### Problem statement
In the boundary-condition derivation, what value must the constant B take once the condition z(0, y, t) = 0 is imposed?

### Document extract
────────────────
Rewriting Eq. 8.10 as \[ \frac{X''(x)}{X(x)}= -k^2 -\frac{Y''(y)}{Y(y)}, \tag{8.12}\] we conclude that for this equation to hold for all \(x\) and \(y\), both sides must be equal to a constant, which we choose to write as \(-\nu^2\) (for some real \(\nu\)). Also, introducing the constant \(\mu\) so that \(\nu^2+\mu^2=k^2\) gives us the equations \[ X''(x) =-\nu^2 X(x), \quad Y''(y)=-\mu^2Y(y). \tag{8.13}\]

The general solutions are \[\begin{split} X(x)&=A\sin(\nu x)+ B\cos(\nu x),\\ Y(y)&=C\sin(\mu y)+ D\cos(\mu y), \end{split} \tag{8.14}\] for arbitrary constants \(A,B,C,D\).

Now we are ready to impose the boundary conditions.

The condition \(z(0,y,t)=0\) for all \(y,t\) requires that \(X(0)=0\) and, because \(X(0)= B\), this implies that \(B=0\). Similarly the condition \(z(a,y,t)=0\) requires that \(X(a)=0\) and because \(X(a)=A\sin(\nu\, a)\) (because we already know that \(B=0\)), this implies that either \(A=0\), which is not an interesting case because it makes the entire solution vanish, or that \(\nu=n\pi/a\) with \(n\in \mathbb{Z}\). Without loss of generality we can take \(n\in\mathbb{N}\) because negative \(n\) just give the same solution up to a sign that can be absorbed into the arbitrary constant \(A\), and \(n=0\) gives the zero solution.
────────────────
### Records from a data collection
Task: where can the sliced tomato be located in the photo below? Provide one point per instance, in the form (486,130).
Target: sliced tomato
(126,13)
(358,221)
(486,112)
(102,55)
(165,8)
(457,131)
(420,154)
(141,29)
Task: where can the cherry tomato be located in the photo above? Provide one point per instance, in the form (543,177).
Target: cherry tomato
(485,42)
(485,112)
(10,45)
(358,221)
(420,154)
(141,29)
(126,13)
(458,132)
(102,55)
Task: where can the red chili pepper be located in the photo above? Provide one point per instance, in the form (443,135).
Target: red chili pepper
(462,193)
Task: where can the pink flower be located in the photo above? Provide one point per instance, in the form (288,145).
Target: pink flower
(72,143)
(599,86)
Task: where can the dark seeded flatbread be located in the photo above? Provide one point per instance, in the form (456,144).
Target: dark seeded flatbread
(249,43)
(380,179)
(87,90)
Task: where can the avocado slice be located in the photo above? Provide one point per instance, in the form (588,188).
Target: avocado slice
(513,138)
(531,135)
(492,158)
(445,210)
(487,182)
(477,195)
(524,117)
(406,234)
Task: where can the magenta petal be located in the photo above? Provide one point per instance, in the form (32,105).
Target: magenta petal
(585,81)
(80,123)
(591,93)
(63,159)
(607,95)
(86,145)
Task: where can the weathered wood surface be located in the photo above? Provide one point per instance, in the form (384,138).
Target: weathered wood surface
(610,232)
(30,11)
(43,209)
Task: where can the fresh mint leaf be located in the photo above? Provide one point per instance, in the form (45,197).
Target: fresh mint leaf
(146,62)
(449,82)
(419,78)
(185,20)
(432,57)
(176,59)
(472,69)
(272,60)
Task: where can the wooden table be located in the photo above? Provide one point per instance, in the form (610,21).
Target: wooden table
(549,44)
────────────────
### Response below
B must equal 0.